▶ [EXERCISE BRIEF]
Starting at the line that contains "For each instance of the red shopping" and running through the end of the records, rewrite those lines with "red wall" replaced by "brick wall" and nothing else changed. Return only those lines.

▶ [THE DATA]
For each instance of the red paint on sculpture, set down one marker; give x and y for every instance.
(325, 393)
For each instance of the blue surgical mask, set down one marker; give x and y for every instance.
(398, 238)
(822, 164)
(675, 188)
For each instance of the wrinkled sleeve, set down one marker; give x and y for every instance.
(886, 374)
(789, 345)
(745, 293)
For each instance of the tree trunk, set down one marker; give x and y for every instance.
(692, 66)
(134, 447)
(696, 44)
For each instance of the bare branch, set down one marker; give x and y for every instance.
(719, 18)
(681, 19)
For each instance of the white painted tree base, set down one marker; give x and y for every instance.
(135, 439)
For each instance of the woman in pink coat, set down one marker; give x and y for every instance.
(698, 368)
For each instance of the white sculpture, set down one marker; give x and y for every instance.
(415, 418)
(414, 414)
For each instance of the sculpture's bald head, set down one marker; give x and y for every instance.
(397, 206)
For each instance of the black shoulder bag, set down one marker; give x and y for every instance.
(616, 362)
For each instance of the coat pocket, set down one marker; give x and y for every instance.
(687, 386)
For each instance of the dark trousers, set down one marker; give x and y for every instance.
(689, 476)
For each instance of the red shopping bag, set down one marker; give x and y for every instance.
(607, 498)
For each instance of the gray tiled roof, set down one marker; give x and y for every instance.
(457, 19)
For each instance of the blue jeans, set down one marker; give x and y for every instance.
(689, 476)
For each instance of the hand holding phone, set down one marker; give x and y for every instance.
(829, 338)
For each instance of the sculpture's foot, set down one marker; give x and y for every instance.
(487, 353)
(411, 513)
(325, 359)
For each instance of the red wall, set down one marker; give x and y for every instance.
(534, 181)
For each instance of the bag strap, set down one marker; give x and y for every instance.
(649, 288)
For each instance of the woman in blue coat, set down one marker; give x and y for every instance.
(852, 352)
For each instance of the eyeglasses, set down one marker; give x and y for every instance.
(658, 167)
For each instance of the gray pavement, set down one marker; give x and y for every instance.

▶ [ANSWER IN FULL]
For each instance of the red shopping bag, set down one marker; give x and y for every instance.
(607, 498)
For each instance of the gray tiled roof, set down one marker; give x and y for every instance.
(457, 19)
For each instance of the blue jeans, set down one marker; give x and y for every instance.
(689, 476)
For each instance of the hand holding phone, set down one marker; give x and y for every instance.
(829, 338)
For each instance of the sculpture's foot, set down one marker; give x and y for every instance.
(487, 353)
(411, 513)
(325, 359)
For each instance of the brick wall, set down one marker; give x and y for every instance.
(534, 181)
For each instance of the bag strap, set down one marker; give x and y for every instance.
(649, 288)
For each instance of the woman in blue coat, set down one marker; give x and y for every instance.
(852, 352)
For each instance of the eyeglasses, set down one marker; give x and y for every instance.
(658, 167)
For each instance of the gray pavement, set down one marker; give x and y for every instance.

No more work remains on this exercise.